_Supplied records_:
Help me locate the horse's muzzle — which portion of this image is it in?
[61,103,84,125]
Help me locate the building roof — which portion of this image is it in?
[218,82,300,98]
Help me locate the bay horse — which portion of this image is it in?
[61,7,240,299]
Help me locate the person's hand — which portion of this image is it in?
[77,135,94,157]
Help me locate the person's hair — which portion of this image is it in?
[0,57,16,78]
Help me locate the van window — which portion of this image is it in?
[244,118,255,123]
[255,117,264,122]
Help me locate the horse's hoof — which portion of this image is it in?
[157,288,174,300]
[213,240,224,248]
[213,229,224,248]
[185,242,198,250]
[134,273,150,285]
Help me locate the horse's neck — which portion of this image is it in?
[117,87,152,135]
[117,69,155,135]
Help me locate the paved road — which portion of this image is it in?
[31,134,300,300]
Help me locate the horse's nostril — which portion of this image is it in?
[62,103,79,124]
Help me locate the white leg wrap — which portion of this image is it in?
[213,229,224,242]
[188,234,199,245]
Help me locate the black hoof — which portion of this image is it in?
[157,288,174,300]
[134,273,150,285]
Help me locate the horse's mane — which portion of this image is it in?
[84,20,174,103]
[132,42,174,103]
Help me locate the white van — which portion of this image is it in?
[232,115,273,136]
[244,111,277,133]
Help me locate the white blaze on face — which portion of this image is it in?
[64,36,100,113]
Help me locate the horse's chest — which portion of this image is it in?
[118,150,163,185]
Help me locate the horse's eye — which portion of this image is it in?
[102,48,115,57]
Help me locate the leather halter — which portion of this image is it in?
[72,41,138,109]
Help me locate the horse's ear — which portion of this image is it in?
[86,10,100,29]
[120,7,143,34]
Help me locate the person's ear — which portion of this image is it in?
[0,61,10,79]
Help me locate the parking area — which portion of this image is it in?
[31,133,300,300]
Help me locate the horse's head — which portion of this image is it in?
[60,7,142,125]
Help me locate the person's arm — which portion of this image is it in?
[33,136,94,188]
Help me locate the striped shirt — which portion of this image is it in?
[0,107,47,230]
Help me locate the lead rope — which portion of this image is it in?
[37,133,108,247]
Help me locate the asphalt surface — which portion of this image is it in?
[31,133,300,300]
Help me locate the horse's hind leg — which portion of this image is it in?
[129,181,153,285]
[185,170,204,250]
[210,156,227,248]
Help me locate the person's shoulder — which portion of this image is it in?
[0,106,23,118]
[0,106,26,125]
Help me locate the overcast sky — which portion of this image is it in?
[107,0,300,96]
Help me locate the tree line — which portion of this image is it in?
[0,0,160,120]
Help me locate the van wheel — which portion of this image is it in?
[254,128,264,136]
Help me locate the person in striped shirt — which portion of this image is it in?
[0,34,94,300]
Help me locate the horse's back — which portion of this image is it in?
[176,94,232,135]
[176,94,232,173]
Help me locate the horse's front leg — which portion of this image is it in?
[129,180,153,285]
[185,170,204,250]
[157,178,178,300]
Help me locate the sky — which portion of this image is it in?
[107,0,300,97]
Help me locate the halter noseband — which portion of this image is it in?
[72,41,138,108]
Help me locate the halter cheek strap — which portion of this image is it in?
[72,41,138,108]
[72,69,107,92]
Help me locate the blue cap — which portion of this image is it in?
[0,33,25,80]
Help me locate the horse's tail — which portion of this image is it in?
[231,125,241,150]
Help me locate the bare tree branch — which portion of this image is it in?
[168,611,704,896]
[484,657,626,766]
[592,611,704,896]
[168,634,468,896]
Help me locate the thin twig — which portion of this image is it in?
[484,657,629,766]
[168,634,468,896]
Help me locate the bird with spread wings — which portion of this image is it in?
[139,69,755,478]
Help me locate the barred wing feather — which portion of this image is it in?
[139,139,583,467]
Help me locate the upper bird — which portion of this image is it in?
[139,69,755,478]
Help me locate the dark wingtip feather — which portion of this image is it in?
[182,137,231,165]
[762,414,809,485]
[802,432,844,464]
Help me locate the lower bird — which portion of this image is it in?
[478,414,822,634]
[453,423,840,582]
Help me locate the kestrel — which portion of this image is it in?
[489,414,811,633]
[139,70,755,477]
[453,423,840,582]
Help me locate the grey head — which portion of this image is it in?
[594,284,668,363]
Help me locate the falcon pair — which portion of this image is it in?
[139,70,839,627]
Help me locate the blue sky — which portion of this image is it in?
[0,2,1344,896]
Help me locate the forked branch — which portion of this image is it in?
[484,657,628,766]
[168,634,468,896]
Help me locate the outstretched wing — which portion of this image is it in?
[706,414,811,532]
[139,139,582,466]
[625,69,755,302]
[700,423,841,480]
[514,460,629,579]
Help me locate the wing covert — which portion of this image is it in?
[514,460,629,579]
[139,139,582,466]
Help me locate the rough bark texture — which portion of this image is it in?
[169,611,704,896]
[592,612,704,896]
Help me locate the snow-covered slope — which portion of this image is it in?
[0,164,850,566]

_The problem_:
Can you write out the whole listing again, substituting "which part" for every occurrence of "which portion" and leaving everything else unchanged?

_Response for this exercise_:
Help me locate the horse's muzzle — which part of this image is it in?
[61,103,84,125]
Help me locate the building roof — which part of this image is it in?
[218,82,300,98]
Help me locate the bay horse — which part of this image is it in?
[61,7,240,299]
Help me locate the person's hand — which part of this image is it in?
[77,135,94,157]
Help me locate the person's hair — which part of this image is it in?
[0,57,16,78]
Help me locate the van window — which part of this image is it in?
[244,118,255,123]
[255,117,264,122]
Help me locate the horse's hoof — which part of this image is it in?
[157,288,174,300]
[213,240,224,248]
[213,229,224,248]
[185,242,198,250]
[134,273,150,285]
Help me locate the horse's neck — which part of this image is it in?
[117,87,152,135]
[117,69,155,135]
Help me locate the paved road — which part of this image is it in?
[31,134,300,300]
Help me locate the horse's nostril — which part of this image is it in?
[62,103,79,124]
Help me locate the white leg wrap — which part of this image is it in?
[213,229,224,242]
[188,234,199,245]
Help me locate the black hoof — which part of this image is it in?
[157,288,174,300]
[134,273,150,285]
Help me locate the horse's mane — which part of this image is it in?
[84,20,174,103]
[132,42,174,103]
Help me locate the white van — which part of this image is it in?
[232,115,273,136]
[244,111,277,133]
Help me locate the white blaze on face — which part of this image is it in?
[64,36,100,113]
Help me locate the horse's chest — which part of this image is it in?
[118,150,163,185]
Help me locate the horse's eye — which part of this image is it in?
[102,48,115,57]
Help me locate the leather halter — which part of this image is it in?
[72,41,138,109]
Help me locate the horse's ear — which part of this image is it in?
[86,10,100,29]
[120,7,143,34]
Help me locate the person's ear — which part of this image is it in?
[0,61,10,79]
Help me locate the parking area — which part of this image is it in?
[31,133,300,300]
Help me locate the horse's head — which part of this image is it in?
[60,7,142,125]
Help me locate the person's arm — which part of this image is it in?
[33,136,94,188]
Help me locate the striped shirt — which part of this image is it in?
[0,107,47,230]
Help me locate the lead rope — which part of this image is it in?
[37,133,108,247]
Help me locate the asphalt surface — which part of this image is it in?
[31,133,300,300]
Help me locate the horse's hind leg — which part of this image is it in?
[129,181,153,285]
[185,170,204,250]
[210,156,227,248]
Help me locate the person's shoulder — which part of this image is it in?
[0,106,23,118]
[0,106,26,125]
Help me locate the overcast sky — which part of this image is it in?
[107,0,300,96]
Help me locate the tree line — which part of this image is it in?
[0,0,160,120]
Help me locate the van wheel — which part of this image is it in?
[254,128,264,136]
Help me locate the person in striped shirt — which part of this image is it in?
[0,34,94,300]
Help me locate the horse's back — which part of this image is it in?
[176,94,232,135]
[176,94,232,173]
Help me locate the horse's front leg — which part of this image is it in?
[129,180,153,285]
[185,170,204,250]
[157,178,178,300]
Help me locate the sky — which part of this image is it in?
[107,0,300,97]
Help me locate the halter noseband — which part of this image is it in?
[72,41,138,108]
Help me locate the halter cheek strap — which part of this image is it in?
[72,41,138,108]
[72,69,107,92]
Help me locate the blue cap — which part of this image is it in?
[0,33,25,80]
Help me locate the horse's tail — which part of this image is it in?
[231,125,241,150]
Help me locate the bare tree branch — which part of this image is it in?
[168,611,704,896]
[484,657,626,766]
[592,611,704,896]
[168,634,468,896]
Help me locate the thin twig — which part of this image is it in?
[484,657,629,766]
[168,634,468,896]
Help me locate the bird with spread wings — which part of this image is it in?
[139,69,755,478]
Help me locate the barred wing feather — which part of this image is it in?
[139,139,583,467]
Help me locate the upper bird — which part of this image is it in?
[139,69,755,478]
Help me locate the dark wingtip feather — which part of this image is it in?
[182,137,231,165]
[762,414,809,485]
[802,432,844,464]
Help me locate the lower bird — which part of this image is it in?
[478,414,822,634]
[453,423,840,582]
Help me locate the kestrel — which part of this image is it in?
[489,414,811,633]
[139,70,755,477]
[453,423,840,582]
Help me locate the grey head — which part of this image is it in?
[594,284,668,363]
Help me locate the falcon pair — which part of this image is it in?
[139,70,839,627]
Help me locate the blue sky — which part of this image is it in?
[0,2,1344,896]
Help me locate the forked branch — which part of this image is it in?
[484,657,628,766]
[168,634,468,896]
Help me locate the outstretched wing — which part of this image is it in?
[706,414,811,532]
[139,139,582,466]
[625,69,755,302]
[700,423,841,480]
[514,460,629,579]
Help me locate the wing covert — which part of this image is it in?
[514,460,629,579]
[139,139,582,466]
Help me locate the rough bark texture — which part of this image is it in?
[169,611,704,896]
[592,612,704,896]
Help me locate the snow-covered slope — which part of this image is it in?
[0,164,850,566]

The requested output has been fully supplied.